■ Objective:
Pick out and copy every line of the records that contains the string "target".

■ Exercise material:
== == ==
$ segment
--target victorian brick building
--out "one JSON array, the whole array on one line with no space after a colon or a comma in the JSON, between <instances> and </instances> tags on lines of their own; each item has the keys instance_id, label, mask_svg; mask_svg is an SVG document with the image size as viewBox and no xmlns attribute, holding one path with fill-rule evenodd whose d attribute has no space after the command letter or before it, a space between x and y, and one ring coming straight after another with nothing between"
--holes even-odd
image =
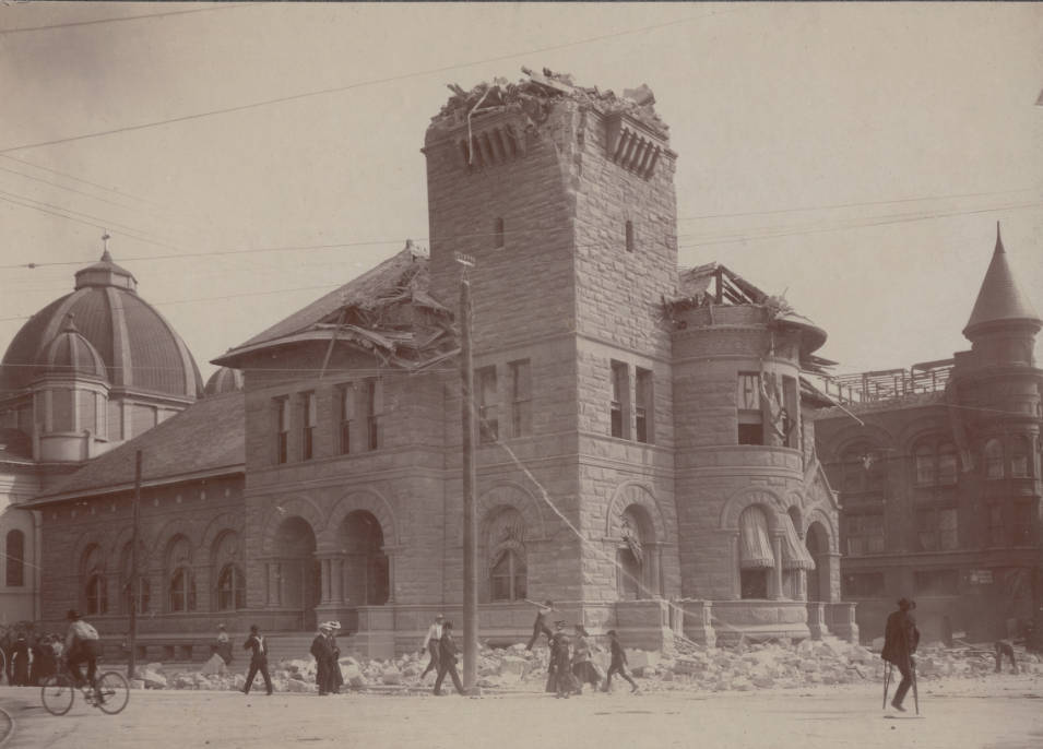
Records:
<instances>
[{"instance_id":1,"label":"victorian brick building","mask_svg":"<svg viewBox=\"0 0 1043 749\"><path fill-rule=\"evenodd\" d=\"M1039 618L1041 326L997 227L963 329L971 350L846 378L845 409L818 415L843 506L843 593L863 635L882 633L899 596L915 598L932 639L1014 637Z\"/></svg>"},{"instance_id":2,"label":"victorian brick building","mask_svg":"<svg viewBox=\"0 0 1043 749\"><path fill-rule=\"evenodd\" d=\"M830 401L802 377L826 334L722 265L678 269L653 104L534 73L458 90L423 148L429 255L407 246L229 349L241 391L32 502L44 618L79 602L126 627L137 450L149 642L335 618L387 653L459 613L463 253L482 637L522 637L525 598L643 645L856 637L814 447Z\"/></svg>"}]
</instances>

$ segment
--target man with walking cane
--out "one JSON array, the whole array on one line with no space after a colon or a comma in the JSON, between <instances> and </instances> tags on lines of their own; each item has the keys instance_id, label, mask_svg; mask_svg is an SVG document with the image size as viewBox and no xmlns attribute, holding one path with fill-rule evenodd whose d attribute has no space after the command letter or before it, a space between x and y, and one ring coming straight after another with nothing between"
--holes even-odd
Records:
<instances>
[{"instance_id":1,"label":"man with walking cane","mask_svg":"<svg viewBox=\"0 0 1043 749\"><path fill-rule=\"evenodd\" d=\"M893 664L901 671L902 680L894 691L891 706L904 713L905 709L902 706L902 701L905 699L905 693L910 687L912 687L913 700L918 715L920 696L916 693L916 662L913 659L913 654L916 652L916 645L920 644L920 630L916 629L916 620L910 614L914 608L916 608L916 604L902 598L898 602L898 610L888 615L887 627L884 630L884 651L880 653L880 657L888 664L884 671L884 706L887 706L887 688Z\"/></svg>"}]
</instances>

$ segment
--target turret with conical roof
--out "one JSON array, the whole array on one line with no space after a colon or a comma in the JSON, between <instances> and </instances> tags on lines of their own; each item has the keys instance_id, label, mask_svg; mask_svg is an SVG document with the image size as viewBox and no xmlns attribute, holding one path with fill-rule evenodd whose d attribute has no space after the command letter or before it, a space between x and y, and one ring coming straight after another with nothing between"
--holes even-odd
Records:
== == ==
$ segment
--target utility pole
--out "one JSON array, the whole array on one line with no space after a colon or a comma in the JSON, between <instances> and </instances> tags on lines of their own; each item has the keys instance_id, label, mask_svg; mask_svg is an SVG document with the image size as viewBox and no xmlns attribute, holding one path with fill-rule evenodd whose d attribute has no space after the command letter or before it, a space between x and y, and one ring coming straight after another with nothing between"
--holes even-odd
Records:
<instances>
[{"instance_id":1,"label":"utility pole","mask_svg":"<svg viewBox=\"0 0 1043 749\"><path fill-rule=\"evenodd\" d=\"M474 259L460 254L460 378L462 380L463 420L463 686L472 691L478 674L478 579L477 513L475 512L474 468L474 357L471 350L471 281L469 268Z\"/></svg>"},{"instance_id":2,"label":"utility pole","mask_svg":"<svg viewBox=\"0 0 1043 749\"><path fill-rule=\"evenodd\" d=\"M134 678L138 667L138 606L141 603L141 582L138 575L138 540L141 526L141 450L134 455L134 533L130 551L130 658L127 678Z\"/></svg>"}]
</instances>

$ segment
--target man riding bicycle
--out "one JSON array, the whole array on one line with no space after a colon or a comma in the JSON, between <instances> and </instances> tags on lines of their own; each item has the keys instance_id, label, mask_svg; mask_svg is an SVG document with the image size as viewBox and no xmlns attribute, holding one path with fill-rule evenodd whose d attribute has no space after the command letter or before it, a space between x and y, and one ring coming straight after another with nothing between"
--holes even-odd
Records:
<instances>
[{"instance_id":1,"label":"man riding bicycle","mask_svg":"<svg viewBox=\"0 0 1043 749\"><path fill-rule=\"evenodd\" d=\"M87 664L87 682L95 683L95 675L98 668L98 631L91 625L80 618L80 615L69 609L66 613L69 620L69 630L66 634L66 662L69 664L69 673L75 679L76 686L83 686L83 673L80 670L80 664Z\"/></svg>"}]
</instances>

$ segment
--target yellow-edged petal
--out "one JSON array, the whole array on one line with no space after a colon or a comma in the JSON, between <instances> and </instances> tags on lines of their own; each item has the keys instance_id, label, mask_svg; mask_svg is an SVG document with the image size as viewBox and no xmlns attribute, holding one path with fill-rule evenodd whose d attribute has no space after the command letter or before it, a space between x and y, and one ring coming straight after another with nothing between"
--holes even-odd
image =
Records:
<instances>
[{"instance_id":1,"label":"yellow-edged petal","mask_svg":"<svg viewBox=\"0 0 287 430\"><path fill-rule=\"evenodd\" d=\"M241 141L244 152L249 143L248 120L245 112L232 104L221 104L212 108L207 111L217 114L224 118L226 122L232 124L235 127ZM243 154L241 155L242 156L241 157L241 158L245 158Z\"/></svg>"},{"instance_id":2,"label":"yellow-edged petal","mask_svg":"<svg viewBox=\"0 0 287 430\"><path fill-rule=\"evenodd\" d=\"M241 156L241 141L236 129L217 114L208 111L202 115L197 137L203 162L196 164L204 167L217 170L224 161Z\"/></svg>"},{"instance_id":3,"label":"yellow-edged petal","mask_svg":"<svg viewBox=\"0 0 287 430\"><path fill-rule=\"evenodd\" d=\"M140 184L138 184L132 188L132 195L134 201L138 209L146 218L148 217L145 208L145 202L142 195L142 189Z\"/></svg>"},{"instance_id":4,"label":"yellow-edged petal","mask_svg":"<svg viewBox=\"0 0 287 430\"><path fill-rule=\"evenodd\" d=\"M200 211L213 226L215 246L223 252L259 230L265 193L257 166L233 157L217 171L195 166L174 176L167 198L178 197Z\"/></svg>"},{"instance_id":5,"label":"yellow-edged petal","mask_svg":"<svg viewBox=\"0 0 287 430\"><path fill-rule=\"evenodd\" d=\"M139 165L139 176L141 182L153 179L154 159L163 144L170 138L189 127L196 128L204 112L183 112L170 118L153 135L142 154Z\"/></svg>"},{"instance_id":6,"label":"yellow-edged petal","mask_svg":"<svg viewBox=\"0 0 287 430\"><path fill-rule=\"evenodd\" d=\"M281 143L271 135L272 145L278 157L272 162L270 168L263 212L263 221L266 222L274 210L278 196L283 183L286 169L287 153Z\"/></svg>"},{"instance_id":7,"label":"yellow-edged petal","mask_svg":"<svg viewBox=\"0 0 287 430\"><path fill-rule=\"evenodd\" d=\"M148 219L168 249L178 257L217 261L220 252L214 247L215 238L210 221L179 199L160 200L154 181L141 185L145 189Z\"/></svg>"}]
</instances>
== == ==
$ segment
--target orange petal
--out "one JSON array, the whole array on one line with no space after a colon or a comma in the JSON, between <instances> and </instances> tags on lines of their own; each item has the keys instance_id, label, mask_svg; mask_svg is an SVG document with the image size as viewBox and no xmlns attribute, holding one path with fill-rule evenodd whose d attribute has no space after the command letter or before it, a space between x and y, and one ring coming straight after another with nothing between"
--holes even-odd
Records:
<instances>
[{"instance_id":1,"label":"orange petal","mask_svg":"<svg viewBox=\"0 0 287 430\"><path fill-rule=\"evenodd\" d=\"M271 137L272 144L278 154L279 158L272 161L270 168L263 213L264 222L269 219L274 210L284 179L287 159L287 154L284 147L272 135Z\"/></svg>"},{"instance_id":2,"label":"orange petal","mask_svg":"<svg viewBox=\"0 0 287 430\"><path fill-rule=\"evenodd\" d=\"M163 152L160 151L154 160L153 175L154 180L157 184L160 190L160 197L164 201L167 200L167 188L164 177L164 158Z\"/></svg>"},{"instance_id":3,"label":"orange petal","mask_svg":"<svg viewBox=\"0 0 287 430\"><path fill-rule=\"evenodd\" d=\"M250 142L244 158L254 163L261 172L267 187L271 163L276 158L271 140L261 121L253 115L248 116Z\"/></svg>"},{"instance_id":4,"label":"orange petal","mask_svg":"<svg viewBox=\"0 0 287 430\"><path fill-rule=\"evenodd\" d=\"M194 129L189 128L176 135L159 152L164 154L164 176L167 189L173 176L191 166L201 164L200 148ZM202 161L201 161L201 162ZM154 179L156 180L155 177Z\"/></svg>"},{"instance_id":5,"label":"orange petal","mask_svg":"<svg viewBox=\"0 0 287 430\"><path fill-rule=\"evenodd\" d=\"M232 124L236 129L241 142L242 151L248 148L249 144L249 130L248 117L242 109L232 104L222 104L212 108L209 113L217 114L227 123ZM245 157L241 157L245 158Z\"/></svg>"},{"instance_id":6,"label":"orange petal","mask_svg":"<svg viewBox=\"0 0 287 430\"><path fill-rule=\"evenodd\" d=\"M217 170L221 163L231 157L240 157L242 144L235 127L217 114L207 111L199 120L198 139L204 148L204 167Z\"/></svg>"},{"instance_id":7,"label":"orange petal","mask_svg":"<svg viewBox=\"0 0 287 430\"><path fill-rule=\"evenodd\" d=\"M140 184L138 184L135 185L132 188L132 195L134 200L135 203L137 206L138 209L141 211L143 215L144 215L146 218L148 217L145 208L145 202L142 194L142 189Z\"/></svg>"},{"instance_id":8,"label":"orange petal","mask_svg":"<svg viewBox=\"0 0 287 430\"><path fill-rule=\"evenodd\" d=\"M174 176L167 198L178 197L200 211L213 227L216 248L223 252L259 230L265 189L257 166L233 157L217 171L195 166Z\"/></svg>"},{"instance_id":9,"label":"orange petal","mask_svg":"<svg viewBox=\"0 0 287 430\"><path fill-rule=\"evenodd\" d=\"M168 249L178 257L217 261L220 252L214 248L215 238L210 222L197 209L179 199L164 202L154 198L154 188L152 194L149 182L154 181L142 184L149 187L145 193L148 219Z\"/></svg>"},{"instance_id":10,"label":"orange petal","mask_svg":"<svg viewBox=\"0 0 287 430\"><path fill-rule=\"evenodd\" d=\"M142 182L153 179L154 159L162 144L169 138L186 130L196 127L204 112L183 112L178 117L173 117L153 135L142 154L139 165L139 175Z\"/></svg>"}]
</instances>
== == ==
■ Answer below:
--target victorian brick building
--target man with walking cane
--target turret with conical roof
--target utility pole
--target man riding bicycle
--target yellow-edged petal
--target orange petal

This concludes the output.